## SHORT EXERCISE 1
Using the split pea soup post, decide whether each statement below agrees with it, and give yes or no along with the deciding words quoted from the post: (a) The peas must be soaked before cooking. (b) The writer owns a paperback copy of the cookbook. (c) All of the writer's siblings enjoyed split pea soup.
## SHORT EXERCISE 2
Continue the split pea soup post from its last line.
══ SOURCE EXTRACT ══
Split Pea Soup

One of the most fulfilling kinds of cooking for my family is cooking a nice soup or stew. It’s so comforting especially in cold weather, usually frugal, fills the house with fragrant aroma, and an indication that my day at least has dinner planned and already on the stove — all very satisfying feelings.

Split Pea Soup is one of the comfort foods I had growing up, although some siblings wouldn’t touch the green liquid. But when I have a leftover ham bone, I have to decide whether it will be red beans and rice or Split Pea Soup. The latter won this week. Yum!

This can be the easiest meal ever. The peas do not need to be soaked, as do dried beans, so after rinsing, put all the ingredients together, bring to a boil, then simmer a few hours and the main portion of your meal is done.

I use Who’s Your Mama, Are You Catholic, and Can You Make a Roux? by Marcelle Bienvenu as a basis for my recipe, although I add some changes. (I didn’t realize there’s a reprint in hardbound version. My paperback is worn and such an awkward size. I have to say replacing would be a temptation.)

Trader Joe’s sells a Mirepoix which saves that step of cutting and dicing the onions, carrots, and celery (the trinity in French cooking). It’s a luxury I’m glad I took since we’re under the weather here. My adapted version is below.

Split Pea Soup (serves 8-10)

1 pound dried split peas
1 ham bone, 2 ham hocks, or 2 cups diced ham (I didn’t have a large ham bone or lots of ham, so in the last step of adding the wine I added chopped kielbasa into the soup.)
═══
══ ENTRIES ══
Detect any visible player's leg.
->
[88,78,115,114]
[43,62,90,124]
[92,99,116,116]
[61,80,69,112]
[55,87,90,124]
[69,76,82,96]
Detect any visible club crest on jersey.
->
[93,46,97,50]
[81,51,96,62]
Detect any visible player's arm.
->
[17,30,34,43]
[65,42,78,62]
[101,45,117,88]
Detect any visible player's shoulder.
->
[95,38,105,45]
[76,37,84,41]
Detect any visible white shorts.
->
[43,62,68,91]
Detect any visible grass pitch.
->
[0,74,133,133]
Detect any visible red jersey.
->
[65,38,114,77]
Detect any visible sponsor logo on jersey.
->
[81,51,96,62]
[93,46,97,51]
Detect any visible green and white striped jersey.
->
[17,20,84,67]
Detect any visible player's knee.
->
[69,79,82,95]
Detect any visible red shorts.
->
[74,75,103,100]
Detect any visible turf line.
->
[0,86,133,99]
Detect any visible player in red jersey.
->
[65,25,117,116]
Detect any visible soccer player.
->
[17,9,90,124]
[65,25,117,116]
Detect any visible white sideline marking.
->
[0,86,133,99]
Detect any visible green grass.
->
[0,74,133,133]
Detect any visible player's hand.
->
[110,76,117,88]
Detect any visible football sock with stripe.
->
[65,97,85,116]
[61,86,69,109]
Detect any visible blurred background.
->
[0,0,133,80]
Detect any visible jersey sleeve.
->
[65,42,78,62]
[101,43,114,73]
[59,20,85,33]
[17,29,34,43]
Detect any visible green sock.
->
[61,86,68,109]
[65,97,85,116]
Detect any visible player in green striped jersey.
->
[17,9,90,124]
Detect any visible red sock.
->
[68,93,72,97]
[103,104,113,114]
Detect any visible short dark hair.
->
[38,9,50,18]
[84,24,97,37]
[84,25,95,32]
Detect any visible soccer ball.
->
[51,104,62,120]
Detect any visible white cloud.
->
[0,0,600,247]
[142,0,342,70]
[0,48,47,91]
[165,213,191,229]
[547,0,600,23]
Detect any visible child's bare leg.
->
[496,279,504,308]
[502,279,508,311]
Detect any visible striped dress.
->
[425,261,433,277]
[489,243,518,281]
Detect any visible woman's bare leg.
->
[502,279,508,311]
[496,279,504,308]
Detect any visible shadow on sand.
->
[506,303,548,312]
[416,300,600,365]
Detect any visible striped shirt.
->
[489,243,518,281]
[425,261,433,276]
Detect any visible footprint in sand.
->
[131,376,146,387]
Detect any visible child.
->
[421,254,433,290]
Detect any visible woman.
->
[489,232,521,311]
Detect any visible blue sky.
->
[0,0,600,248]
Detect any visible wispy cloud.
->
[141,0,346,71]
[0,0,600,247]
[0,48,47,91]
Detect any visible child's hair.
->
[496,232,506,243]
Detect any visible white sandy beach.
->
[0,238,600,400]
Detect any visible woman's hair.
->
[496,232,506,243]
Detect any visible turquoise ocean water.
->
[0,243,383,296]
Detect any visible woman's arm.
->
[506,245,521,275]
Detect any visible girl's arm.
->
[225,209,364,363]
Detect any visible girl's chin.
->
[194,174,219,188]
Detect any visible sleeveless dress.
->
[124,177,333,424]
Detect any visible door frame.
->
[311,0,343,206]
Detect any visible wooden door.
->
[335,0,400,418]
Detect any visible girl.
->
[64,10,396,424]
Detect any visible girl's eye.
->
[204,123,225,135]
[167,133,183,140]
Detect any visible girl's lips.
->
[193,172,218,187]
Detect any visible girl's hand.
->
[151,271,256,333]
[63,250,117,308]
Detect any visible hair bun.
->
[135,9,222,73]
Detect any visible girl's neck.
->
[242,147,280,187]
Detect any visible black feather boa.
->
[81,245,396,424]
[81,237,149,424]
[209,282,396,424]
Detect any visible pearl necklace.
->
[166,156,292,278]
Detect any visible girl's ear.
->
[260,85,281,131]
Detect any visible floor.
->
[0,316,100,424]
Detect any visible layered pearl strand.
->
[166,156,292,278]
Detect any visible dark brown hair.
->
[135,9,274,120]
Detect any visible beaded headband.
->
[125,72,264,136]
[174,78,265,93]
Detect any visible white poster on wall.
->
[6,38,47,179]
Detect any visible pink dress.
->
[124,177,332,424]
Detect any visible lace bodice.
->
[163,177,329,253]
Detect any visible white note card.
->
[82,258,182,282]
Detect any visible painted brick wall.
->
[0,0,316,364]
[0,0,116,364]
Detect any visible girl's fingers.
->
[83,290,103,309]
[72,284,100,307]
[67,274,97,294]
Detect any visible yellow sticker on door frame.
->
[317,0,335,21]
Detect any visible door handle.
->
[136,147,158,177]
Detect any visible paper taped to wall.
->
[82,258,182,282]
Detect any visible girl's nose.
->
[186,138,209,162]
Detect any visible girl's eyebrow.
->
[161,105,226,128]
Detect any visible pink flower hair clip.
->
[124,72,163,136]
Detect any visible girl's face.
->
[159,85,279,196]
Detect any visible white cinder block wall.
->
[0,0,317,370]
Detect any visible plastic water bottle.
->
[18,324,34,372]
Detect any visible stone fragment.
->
═══
══ ENTRIES ══
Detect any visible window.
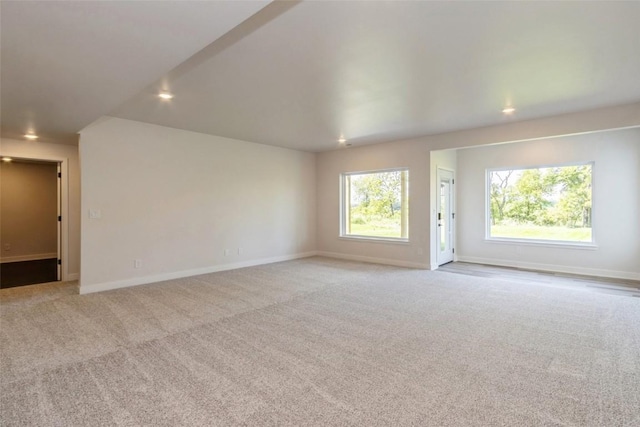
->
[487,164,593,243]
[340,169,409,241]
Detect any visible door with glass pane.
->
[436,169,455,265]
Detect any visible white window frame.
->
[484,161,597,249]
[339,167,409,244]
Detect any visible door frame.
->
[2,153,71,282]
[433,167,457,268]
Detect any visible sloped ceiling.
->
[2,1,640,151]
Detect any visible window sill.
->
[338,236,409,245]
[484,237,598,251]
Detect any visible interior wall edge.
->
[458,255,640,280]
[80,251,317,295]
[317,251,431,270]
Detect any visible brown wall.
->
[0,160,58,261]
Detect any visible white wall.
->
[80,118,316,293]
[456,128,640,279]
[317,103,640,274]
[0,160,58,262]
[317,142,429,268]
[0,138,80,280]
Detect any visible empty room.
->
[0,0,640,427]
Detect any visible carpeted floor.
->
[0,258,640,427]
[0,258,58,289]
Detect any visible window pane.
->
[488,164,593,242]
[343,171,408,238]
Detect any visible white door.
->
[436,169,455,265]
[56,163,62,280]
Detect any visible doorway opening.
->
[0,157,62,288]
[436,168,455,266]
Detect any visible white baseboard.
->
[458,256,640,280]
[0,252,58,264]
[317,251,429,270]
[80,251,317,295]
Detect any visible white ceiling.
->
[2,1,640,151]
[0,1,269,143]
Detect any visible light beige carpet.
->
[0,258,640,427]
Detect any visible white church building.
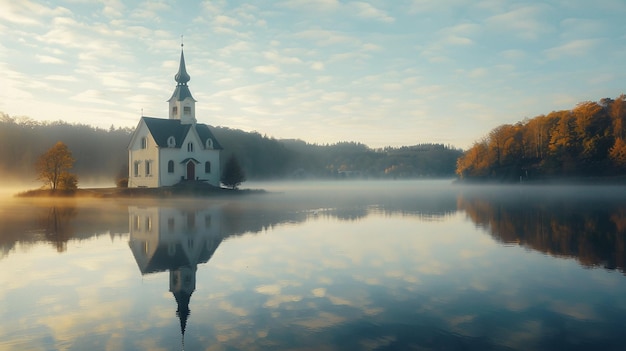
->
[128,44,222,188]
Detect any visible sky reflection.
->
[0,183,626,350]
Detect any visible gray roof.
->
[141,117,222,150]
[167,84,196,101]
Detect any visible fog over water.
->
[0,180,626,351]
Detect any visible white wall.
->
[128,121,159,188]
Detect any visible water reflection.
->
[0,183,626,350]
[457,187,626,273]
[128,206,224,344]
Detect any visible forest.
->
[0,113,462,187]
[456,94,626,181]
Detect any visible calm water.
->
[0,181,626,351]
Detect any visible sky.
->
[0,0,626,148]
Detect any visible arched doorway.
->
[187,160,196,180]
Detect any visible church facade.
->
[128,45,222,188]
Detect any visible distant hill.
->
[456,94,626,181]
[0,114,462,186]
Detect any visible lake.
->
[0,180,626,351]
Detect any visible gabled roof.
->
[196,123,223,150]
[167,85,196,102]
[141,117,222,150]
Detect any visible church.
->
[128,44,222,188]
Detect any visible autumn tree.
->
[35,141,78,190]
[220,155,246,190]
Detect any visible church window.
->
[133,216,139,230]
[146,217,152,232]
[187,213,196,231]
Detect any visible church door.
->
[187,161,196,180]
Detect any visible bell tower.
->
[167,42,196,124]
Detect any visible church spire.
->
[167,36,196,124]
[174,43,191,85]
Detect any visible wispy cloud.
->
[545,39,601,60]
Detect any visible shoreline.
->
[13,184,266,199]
═══
## REPLY 1
(a) No: "The peas do not need to be soaked, as do dried beans"
(b) Yes: "My paperback is worn and such an awkward size."
(c) No: "although some siblings wouldn’t touch the green liquid"

## REPLY 2
3 quarts chicken broth and water (I use Imagine brand, 2 quarts broth, 1 quart water)
1 cup chopped celery
1 cup chopped onion
1 cup coarsely chopped carrots
1 clove garlic, pressed
1 teaspoon ground thyme
2 bay leaves
salt and black pepper to taste
a few dashes Tabasco sauce
1 cup sherry or dry white wine

Put all ingredients (except wine/sherry) into a large soup pot. Bring to a boil, then reduce to a simmer and cook for 2 hours. Add white wine or sherry (and sausage) and cook for another 20 minutes. Remove bay leaves and serve.

Serve with crusty French bread, Southern biscuits, or cornbread, perhaps a salad to round it all off.

I enjoyed a leftover bowl for lunch. It always seems to be better the next day. My son likes to help in the kitchen, but his question every time we make this is “What happened to the peas?”

This is also what I will serve on Palm Sunday, as this is known as Car-Sunday or Carling Sunday. See the links below for more information.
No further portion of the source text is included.